- _WHAT TO PRODUCE_
Report back every line in the data that includes the string "query".

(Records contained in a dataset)

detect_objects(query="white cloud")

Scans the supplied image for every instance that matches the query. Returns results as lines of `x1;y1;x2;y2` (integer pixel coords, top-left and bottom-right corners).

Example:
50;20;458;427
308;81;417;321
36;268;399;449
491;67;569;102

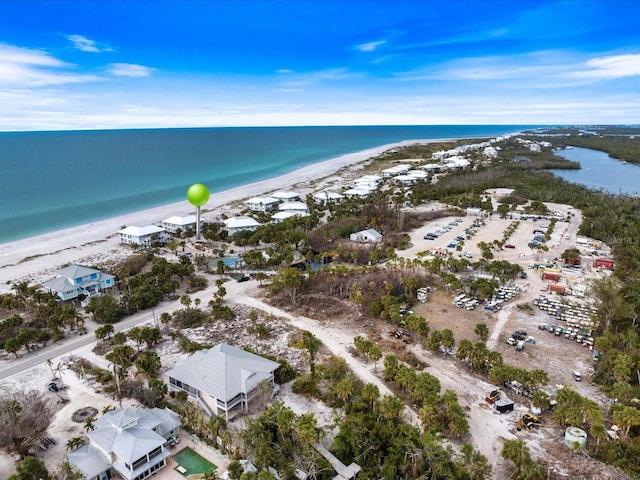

- _COMPLETED EXERCISE_
detect_objects(query="white cloud")
Scans the supplied image for every instance that matches the query. Returns results as lines of `x1;y1;x2;y2` (integer pixel coords, top-left and bottom-right corners).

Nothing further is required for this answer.